*Exercise details:*
Copy out all the lines exactly. Omit pictures.
───
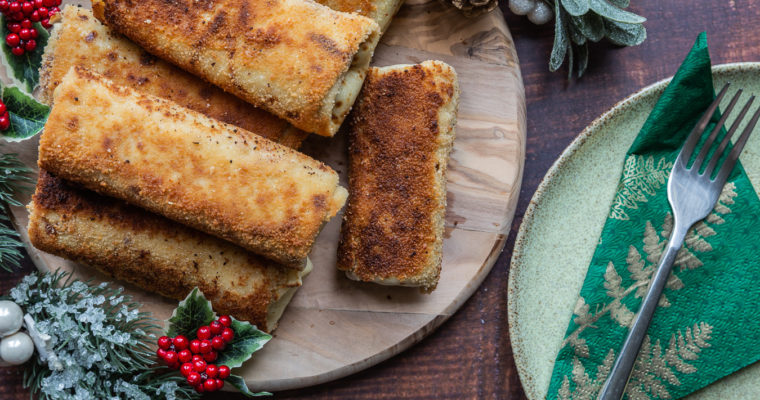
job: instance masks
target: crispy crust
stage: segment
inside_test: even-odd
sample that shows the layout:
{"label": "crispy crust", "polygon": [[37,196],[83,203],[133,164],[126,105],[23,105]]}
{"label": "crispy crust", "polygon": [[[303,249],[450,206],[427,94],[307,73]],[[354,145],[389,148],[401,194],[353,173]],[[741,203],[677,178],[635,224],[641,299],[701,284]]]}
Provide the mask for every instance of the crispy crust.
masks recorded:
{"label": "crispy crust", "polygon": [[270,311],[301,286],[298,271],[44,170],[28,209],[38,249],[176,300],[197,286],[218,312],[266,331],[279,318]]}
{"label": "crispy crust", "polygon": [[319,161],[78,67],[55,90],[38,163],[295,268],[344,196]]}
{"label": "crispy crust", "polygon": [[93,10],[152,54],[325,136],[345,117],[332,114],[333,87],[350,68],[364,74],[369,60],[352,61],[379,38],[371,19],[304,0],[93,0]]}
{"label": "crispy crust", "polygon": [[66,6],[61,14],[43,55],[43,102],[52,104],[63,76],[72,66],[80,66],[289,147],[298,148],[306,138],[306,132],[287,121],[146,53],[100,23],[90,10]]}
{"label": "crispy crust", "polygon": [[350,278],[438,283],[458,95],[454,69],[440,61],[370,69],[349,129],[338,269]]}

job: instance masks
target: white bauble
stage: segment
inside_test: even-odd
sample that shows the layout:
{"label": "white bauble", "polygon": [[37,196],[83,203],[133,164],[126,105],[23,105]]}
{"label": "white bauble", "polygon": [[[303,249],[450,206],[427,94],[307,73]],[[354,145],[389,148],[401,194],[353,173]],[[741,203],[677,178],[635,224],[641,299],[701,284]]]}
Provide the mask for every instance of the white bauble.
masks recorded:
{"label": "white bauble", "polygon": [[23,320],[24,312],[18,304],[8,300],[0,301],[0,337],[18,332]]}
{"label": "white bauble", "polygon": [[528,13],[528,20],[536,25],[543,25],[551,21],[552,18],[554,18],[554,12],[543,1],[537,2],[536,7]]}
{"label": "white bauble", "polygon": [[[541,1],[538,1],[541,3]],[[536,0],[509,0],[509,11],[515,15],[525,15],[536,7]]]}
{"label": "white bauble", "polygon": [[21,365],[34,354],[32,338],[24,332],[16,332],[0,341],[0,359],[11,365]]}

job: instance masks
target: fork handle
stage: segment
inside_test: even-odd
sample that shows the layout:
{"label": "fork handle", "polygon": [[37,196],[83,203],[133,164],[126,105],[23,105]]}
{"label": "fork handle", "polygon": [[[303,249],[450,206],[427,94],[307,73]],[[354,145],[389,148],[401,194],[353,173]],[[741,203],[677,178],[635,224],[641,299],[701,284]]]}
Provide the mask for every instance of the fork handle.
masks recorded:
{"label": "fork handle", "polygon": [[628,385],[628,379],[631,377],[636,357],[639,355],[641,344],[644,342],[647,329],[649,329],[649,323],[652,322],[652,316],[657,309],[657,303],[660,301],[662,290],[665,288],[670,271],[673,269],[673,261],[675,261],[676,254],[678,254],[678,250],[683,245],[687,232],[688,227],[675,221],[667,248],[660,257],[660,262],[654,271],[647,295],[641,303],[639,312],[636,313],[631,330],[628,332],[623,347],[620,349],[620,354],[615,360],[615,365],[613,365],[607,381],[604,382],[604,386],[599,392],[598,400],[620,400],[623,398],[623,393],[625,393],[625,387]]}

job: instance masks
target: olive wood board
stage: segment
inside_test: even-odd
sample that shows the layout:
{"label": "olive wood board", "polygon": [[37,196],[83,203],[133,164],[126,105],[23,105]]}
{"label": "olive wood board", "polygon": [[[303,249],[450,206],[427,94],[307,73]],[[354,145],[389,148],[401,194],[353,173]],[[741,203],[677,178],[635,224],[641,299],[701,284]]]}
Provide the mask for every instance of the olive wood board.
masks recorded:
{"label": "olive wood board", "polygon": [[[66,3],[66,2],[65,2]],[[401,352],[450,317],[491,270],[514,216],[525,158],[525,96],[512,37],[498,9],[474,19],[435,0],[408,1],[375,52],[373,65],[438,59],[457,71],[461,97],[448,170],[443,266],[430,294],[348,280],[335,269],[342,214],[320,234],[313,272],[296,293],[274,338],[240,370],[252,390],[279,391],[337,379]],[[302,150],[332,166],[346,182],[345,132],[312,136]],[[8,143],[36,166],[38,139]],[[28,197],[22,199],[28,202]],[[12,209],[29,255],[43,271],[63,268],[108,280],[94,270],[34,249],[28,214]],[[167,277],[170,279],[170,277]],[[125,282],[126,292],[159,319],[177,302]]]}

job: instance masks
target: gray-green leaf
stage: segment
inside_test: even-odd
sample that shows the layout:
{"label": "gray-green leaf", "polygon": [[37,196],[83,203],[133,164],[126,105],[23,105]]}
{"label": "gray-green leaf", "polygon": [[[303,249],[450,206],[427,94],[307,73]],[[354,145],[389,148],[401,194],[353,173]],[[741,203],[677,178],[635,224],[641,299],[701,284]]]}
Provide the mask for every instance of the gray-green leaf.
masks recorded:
───
*Result for this task:*
job: instance masks
target: crispy crust
stage: segment
inside_test: even-odd
sample that shows the layout:
{"label": "crispy crust", "polygon": [[37,196],[83,203],[133,164],[126,105],[23,105]]}
{"label": "crispy crust", "polygon": [[[303,249],[450,206],[427,94],[307,73]],[[354,145],[389,148],[401,194],[353,173]],[[741,203],[677,178],[635,224],[641,299],[701,284]]]}
Provide the mask for every instance of the crispy crust.
masks recorded:
{"label": "crispy crust", "polygon": [[270,311],[301,286],[298,271],[44,170],[28,209],[38,249],[176,300],[197,286],[218,312],[266,331],[279,318]]}
{"label": "crispy crust", "polygon": [[319,161],[78,67],[55,90],[38,163],[295,268],[344,196]]}
{"label": "crispy crust", "polygon": [[93,10],[152,54],[325,136],[345,117],[332,114],[333,87],[350,68],[364,74],[369,60],[352,61],[379,38],[371,19],[304,0],[93,0]]}
{"label": "crispy crust", "polygon": [[66,6],[61,14],[43,55],[43,102],[52,104],[63,76],[72,66],[80,66],[289,147],[298,148],[306,138],[306,132],[287,121],[146,53],[100,23],[90,10]]}
{"label": "crispy crust", "polygon": [[350,278],[438,283],[458,95],[454,69],[440,61],[370,69],[349,129],[338,269]]}

job: instance masks
target: white bauble
stage: segment
inside_test: even-odd
sample that shows the layout:
{"label": "white bauble", "polygon": [[37,196],[83,203],[133,164],[126,105],[23,105]]}
{"label": "white bauble", "polygon": [[[303,249],[450,206],[427,94],[307,73]],[[354,145],[389,148],[401,194],[353,173]],[[741,203],[677,178],[635,224],[641,299],[701,284]]]}
Provide the mask for every instance of the white bauble.
masks recorded:
{"label": "white bauble", "polygon": [[23,320],[24,312],[18,304],[8,300],[0,301],[0,337],[18,332]]}
{"label": "white bauble", "polygon": [[528,13],[528,20],[536,25],[543,25],[551,21],[552,18],[554,18],[554,12],[543,1],[537,2],[536,7]]}
{"label": "white bauble", "polygon": [[[541,1],[538,1],[541,3]],[[536,0],[509,0],[509,11],[515,15],[525,15],[536,7]]]}
{"label": "white bauble", "polygon": [[21,365],[34,354],[32,338],[24,332],[16,332],[0,341],[0,359],[11,365]]}

job: instance masks
target: fork handle
stage: segment
inside_test: even-odd
sample that shows the layout:
{"label": "fork handle", "polygon": [[37,196],[83,203],[133,164],[126,105],[23,105]]}
{"label": "fork handle", "polygon": [[[303,249],[450,206],[427,94],[307,73]],[[354,145],[389,148],[401,194],[353,173]],[[741,203],[677,178],[635,224],[641,299],[701,284]]]}
Provide the mask for every instance of the fork handle.
masks recorded:
{"label": "fork handle", "polygon": [[628,385],[628,379],[631,377],[636,357],[639,355],[641,344],[644,342],[647,329],[649,329],[649,323],[652,322],[652,316],[657,309],[657,303],[660,301],[662,290],[665,288],[670,271],[673,269],[673,261],[675,261],[676,254],[678,254],[678,250],[683,245],[687,232],[688,227],[675,221],[667,248],[660,257],[660,262],[654,271],[647,295],[641,303],[639,312],[636,313],[631,330],[628,332],[623,347],[620,349],[620,354],[615,360],[615,365],[613,365],[607,381],[604,382],[604,386],[599,392],[598,400],[620,400],[623,398],[623,393],[625,393],[625,387]]}

job: instance masks
target: olive wood board
stage: segment
inside_test: even-odd
sample that shows the layout:
{"label": "olive wood board", "polygon": [[37,196],[83,203],[133,164],[126,105],[23,105]]}
{"label": "olive wood board", "polygon": [[[303,249],[450,206],[427,94],[307,73]],[[354,145],[389,148],[401,194],[353,173]],[[741,203],[677,178],[635,224],[641,299],[701,284]]]}
Provide the mask for every instance of the olive wood board.
masks recorded:
{"label": "olive wood board", "polygon": [[[66,3],[66,2],[65,2]],[[401,352],[450,317],[491,270],[514,216],[525,158],[525,96],[512,37],[498,9],[474,19],[435,0],[408,1],[375,52],[373,65],[438,59],[457,71],[461,97],[448,170],[443,266],[430,294],[348,280],[335,269],[342,214],[320,234],[313,272],[296,293],[274,338],[240,370],[252,390],[279,391],[337,379]],[[302,150],[332,166],[346,182],[345,132],[312,136]],[[8,143],[36,166],[38,139]],[[28,197],[22,199],[28,202]],[[12,209],[29,255],[43,271],[63,268],[108,280],[94,270],[34,249],[28,214]],[[167,277],[170,279],[170,277]],[[125,282],[126,292],[159,319],[177,302]]]}

job: instance masks
target: gray-green leaf
stage: segment
inside_test: even-odd
sample that shows the layout:
{"label": "gray-green leaf", "polygon": [[37,196],[83,203],[133,164],[126,105],[23,105]]}
{"label": "gray-green leaf", "polygon": [[[303,249],[450,206],[427,94],[307,73]],[[354,145],[389,148],[401,194],[353,173]],[[741,203],[677,178],[635,224],[641,299],[701,284]]]}
Provide the mask for every instance of the gray-green leaf.
masks recorded:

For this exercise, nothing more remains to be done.